Instructions for the task: Each line from the beginning of the entries below through the line that includes "job | pin one point per instance of the brown" must be returned exactly as given.

Records supplied:
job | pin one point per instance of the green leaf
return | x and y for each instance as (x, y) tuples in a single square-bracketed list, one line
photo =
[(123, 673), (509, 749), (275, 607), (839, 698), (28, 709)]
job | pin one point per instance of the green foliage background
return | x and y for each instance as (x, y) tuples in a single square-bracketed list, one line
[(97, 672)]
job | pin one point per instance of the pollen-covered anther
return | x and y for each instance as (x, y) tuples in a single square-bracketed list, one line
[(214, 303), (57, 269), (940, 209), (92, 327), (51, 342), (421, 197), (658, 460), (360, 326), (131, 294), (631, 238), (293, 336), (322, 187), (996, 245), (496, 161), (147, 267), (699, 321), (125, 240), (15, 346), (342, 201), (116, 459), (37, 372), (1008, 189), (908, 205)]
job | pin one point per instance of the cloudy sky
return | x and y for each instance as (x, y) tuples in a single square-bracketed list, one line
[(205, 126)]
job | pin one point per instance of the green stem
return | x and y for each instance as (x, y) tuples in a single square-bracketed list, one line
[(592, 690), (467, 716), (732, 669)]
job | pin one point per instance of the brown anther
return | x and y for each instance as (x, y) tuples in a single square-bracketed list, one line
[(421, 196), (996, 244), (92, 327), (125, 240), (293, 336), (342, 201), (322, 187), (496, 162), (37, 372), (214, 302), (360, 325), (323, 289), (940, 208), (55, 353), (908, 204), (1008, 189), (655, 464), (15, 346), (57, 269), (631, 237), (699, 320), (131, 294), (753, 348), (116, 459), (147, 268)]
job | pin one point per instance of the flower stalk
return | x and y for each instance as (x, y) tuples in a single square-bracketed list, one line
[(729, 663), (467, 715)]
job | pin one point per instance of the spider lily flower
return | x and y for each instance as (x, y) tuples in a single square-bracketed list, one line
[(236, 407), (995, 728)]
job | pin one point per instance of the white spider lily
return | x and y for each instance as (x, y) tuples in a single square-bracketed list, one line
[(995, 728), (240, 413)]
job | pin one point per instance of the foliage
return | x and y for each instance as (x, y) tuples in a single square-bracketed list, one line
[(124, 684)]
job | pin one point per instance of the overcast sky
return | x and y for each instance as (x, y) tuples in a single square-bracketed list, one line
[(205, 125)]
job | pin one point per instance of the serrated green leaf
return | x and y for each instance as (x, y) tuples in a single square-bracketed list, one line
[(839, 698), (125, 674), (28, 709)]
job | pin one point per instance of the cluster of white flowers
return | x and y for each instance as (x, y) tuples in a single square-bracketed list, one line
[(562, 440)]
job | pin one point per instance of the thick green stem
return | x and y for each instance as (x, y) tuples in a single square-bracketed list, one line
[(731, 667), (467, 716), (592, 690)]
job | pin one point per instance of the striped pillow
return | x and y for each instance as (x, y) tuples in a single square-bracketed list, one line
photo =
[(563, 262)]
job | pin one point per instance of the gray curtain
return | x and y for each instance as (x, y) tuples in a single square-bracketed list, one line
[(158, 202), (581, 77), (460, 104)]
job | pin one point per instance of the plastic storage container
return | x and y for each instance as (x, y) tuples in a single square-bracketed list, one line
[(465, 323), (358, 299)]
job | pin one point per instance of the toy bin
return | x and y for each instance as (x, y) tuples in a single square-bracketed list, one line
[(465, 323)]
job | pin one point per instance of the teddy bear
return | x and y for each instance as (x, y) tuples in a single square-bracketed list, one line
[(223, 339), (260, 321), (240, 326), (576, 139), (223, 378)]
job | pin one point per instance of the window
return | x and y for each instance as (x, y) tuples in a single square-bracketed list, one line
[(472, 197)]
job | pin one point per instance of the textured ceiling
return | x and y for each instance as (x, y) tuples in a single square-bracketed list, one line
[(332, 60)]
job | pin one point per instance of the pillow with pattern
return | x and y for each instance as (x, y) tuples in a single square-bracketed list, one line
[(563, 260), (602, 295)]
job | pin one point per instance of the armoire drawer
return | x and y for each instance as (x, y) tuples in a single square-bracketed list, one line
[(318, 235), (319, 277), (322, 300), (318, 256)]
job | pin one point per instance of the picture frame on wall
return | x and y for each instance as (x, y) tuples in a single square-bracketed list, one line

Response:
job | pin one point per instance of the green leaf
return | x and y for each instance as (x, y) tuples in a single square-bracketed list, one line
photo =
[(123, 673), (509, 749), (275, 607), (839, 698), (28, 709)]
job | pin one point per instance of the green foliage background
return | x and y for each instance as (x, y) tuples in a single square-bracketed list, one line
[(97, 672)]
job | pin one point per instance of the pollen-covered anther
return | x and y for each instance as (x, y) tuples in a single square-bracketed list, one line
[(214, 303), (57, 269), (940, 209), (92, 327), (51, 342), (421, 197), (658, 460), (360, 326), (131, 294), (631, 238), (293, 336), (322, 187), (996, 245), (496, 161), (147, 267), (699, 321), (125, 240), (15, 346), (342, 201), (116, 459), (37, 372), (1008, 189), (908, 205)]
job | pin one point per instance of the cloudy sky
return | x and y for each instance as (x, y) tuples in a single square-bracketed list, one line
[(205, 126)]
job | pin one point per instance of the green stem
return | x and y for each instance as (x, y) tuples in a single square-bracketed list, one line
[(592, 690), (467, 716), (732, 669)]
job | pin one point per instance of the brown anther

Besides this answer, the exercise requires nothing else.